YOUR GOAL.
Restate the listing that follows word for word, without its pictures.

MATERIAL TO PROCESS.
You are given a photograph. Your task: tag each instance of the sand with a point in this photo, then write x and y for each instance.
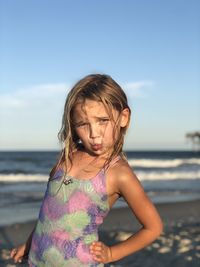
(178, 245)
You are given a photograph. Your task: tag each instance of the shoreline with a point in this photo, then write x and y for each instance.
(178, 245)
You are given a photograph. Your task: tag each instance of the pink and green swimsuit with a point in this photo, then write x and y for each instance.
(68, 222)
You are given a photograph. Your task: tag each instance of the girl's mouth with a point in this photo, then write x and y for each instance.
(96, 147)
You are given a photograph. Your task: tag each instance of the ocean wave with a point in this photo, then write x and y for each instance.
(168, 163)
(7, 178)
(165, 175)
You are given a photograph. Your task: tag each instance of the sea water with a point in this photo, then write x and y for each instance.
(165, 175)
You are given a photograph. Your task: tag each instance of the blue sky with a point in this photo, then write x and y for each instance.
(151, 48)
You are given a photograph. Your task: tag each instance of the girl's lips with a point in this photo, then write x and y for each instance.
(96, 147)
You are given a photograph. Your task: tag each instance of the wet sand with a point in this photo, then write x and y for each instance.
(178, 245)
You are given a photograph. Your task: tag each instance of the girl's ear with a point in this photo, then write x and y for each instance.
(124, 117)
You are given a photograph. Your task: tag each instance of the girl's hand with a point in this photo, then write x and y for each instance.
(101, 252)
(19, 253)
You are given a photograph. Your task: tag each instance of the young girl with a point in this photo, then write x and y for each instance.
(90, 175)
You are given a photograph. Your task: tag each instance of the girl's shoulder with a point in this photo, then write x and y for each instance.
(121, 170)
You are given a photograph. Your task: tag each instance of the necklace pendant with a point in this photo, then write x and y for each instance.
(67, 181)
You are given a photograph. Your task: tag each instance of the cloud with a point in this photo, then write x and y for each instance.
(40, 95)
(31, 117)
(137, 89)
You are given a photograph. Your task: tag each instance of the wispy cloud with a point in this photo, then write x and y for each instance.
(40, 95)
(31, 117)
(138, 89)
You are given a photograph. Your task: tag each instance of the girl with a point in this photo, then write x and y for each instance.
(90, 175)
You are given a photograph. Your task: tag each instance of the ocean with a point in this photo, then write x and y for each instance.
(167, 176)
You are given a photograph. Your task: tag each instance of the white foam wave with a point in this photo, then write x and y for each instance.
(23, 178)
(156, 163)
(167, 175)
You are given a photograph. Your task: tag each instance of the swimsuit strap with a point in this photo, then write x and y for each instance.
(113, 161)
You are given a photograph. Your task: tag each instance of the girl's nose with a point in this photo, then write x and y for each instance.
(94, 131)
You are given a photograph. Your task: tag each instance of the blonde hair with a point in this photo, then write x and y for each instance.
(97, 87)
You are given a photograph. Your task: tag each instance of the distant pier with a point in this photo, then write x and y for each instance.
(194, 138)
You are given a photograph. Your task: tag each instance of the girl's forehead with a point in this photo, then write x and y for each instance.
(91, 107)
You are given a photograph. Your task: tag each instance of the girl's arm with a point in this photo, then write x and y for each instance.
(130, 188)
(22, 251)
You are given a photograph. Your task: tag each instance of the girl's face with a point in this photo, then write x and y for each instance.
(95, 128)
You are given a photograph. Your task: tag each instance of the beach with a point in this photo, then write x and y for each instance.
(178, 245)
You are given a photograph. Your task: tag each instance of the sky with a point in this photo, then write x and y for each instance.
(150, 47)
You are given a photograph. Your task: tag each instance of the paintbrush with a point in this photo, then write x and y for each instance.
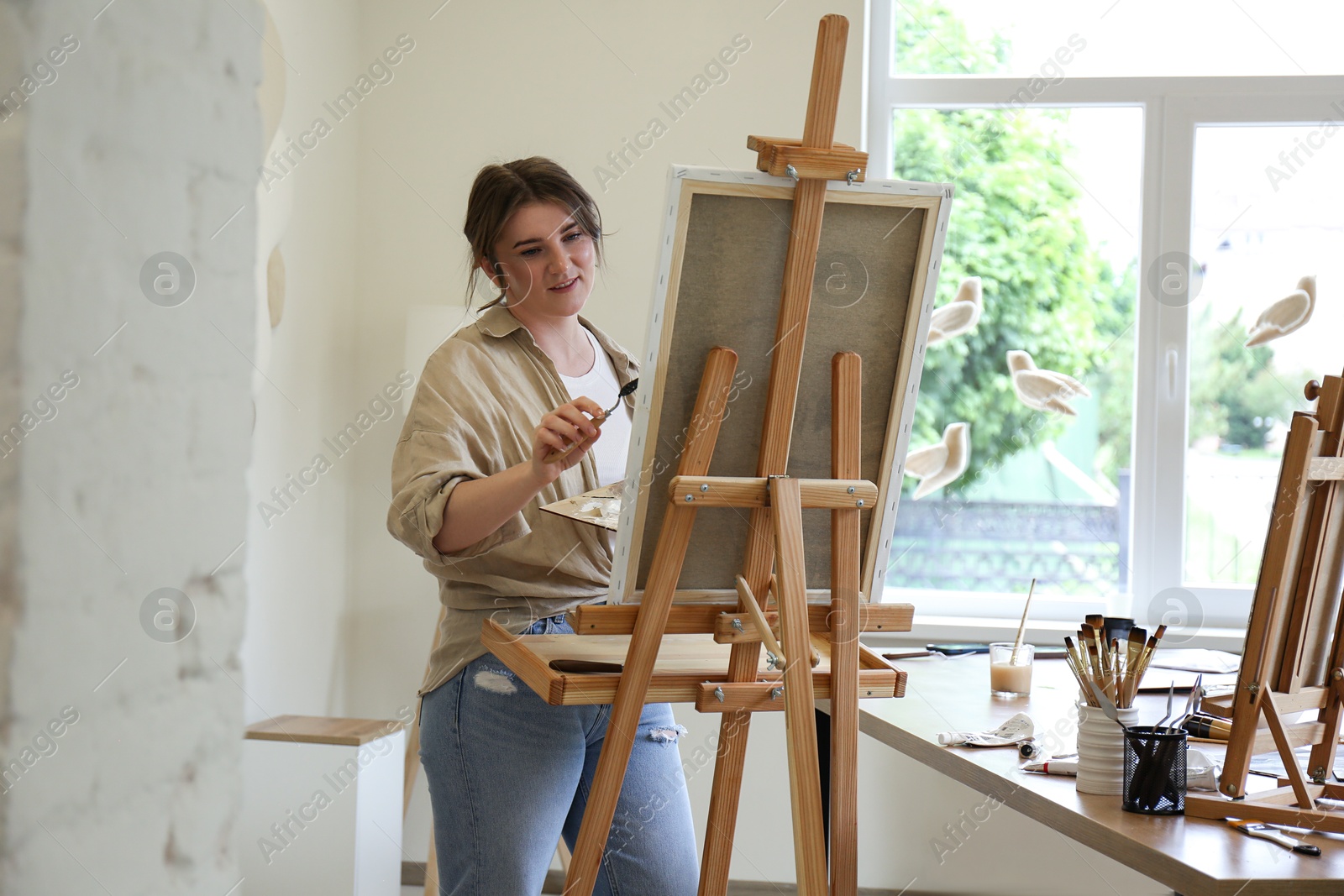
(1136, 647)
(1149, 649)
(1021, 626)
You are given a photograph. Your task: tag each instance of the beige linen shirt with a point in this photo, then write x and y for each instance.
(479, 399)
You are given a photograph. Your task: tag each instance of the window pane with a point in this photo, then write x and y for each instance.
(1052, 39)
(1268, 210)
(1046, 215)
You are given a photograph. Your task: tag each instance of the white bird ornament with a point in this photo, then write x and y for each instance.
(938, 465)
(960, 315)
(1042, 390)
(1287, 315)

RESULT OF THIS TASK.
You are given a photograph. Your task: tag each instance of the sand with a point in this photo, then write x and y for each instance.
(178, 245)
You are given a photograph. Your task: tag each instance of the shoreline with a point in this photo, then write x and y for each instance.
(178, 245)
You are given a photograph. Your task: tag each instance of the pink and green swimsuit with a point in this photo, then write x and y for each instance.
(68, 222)
You are given a photograph. Your task: tag each instance of the girl's mouth with a point in this photo, then write x and y for each instance.
(96, 147)
You are given a photograph. Your task: tag each instance of the ocean wave with a point in this photo, then write x and y for each instance.
(168, 163)
(7, 178)
(165, 175)
You are given a photograph. Your task: tag each instance of the sea water with a point in this photo, then write x and y for each instance.
(165, 175)
You are given a photograph. Your task: tag each instance of the blue sky with a point in this photo, then write x and y for each instance.
(151, 48)
You are given a photograph. Your task: tag each instance of the girl's lips with a point in this photo, then write x and y for each instance.
(96, 147)
You are given a photograph. Your task: tag each instance of the wet sand with a point in this photo, then write x and y for each instance.
(178, 245)
You are given a photograph. Your task: tag each instance of the girl's ear with a point in this photo, then write x and y for each instance.
(124, 117)
You are given a photograph. Your task: tag each instance of the girl's hand with a point in this photo, then write x and y for each instance.
(101, 252)
(19, 253)
You are given a photograph. Your task: tag each instance of the young girl with a point in this photo, then write x and y for each instance.
(90, 175)
You are given a photograph. Your task: tag each instance of the girl's shoulder with a point in this photo, then write x and y for each instance.
(121, 170)
You are given a photograph. Your task: tag each instance of the necklace pendant with a point in this photo, then write x and y for each instance.
(67, 181)
You are given a photograph. Your task: tag each instance of the cloud with a point in this photo, then write x and y for each instance.
(40, 95)
(31, 117)
(137, 89)
You are given a photograph. Your task: tag each instance of the wispy cloud with a point in this photo, then write x and y for each instance.
(40, 95)
(31, 117)
(138, 89)
You are given a photograph. Your task: tag each instance of the girl with a point in this photo, then write x and y for each instance.
(90, 175)
You are given a photograph. Your task: tag each instance of the ocean with a point in this photo, then write x and y for each instance.
(167, 176)
You are given a photograph. Your task: tag each instance of the white foam wave with a point in this photo, then write x and y for each instance.
(23, 178)
(156, 163)
(167, 175)
You are given a photograph. Your task: tag each instance of the swimsuit strap with a point in this photo, then write x and y for each instance.
(113, 161)
You are given a photograph. Your task: tag each instance of the girl's nose with a point in this photo, then write x and y for each instance.
(94, 131)
You are given a photograph. Your task: tag each instance of the blonde hair with a point in this photo, then write x and y for each instance.
(97, 87)
You are given a photograph. Your task: tag each instance of the distant pier with a point in this photo, then write x and y for each instance.
(194, 138)
You are given a photograph. Your task: tag each instance of the girl's forehead with a point in this photo, then write x and y for each instance.
(91, 107)
You are given a photograph. Your task: tag each instance of the girl's arm with a point in this photo, then write x and y for each instance.
(130, 188)
(22, 251)
You are given a photograph. Your task: tag each instance of the girl's face with a point in this photo, then write x and y for each instance.
(95, 128)
You are given a photograph. Your task: tag each instance of the beach with a point in this photo, then write x and y for each instance.
(178, 245)
You are given a photograph. Your task: tag each instance of the sky with a point in this photo, then write x and y for each instance.
(150, 47)
You are given a photograph. Your task: tag each instance of the paintbrush with a point in this photo, then write x and y for each instance.
(1136, 647)
(1149, 649)
(1021, 626)
You are given a photograph. Your task: tag each instance of the beige linen shirt with a point in this photo, then write x and y for each instance.
(479, 399)
You are given a photograph. Your task: tag each instance of the window pane with a point in this photo, then write x and y for each instance.
(1052, 39)
(1268, 210)
(1046, 215)
You are given a photograph. Your task: tag each instance of the white bird ornament with a point in this photo, then write x and y for each instance.
(938, 465)
(960, 315)
(1042, 390)
(1287, 315)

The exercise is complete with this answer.